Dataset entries
/---
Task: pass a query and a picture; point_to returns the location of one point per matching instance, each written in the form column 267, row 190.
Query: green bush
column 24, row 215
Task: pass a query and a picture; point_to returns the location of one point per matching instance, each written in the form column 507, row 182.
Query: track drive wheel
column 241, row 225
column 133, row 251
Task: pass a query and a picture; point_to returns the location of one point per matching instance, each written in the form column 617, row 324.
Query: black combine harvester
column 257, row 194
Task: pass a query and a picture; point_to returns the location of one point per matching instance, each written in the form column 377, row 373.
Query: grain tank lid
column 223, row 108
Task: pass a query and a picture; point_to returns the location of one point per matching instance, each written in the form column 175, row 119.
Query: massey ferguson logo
\---
=== Assignment ===
Transcribe nothing except the lines from the one with "377, row 373." through the end of the data above, each exactly as it appears.

=== Your response ===
Task: pass a query and a picture; point_to returns the location of one point per matching instance, each written in the form column 377, row 373.
Query: grain tank lid
column 223, row 108
Task: pass a query and a picture; point_to returns the location of one point per matching instance, each written in the form column 175, row 119.
Query: massey ferguson logo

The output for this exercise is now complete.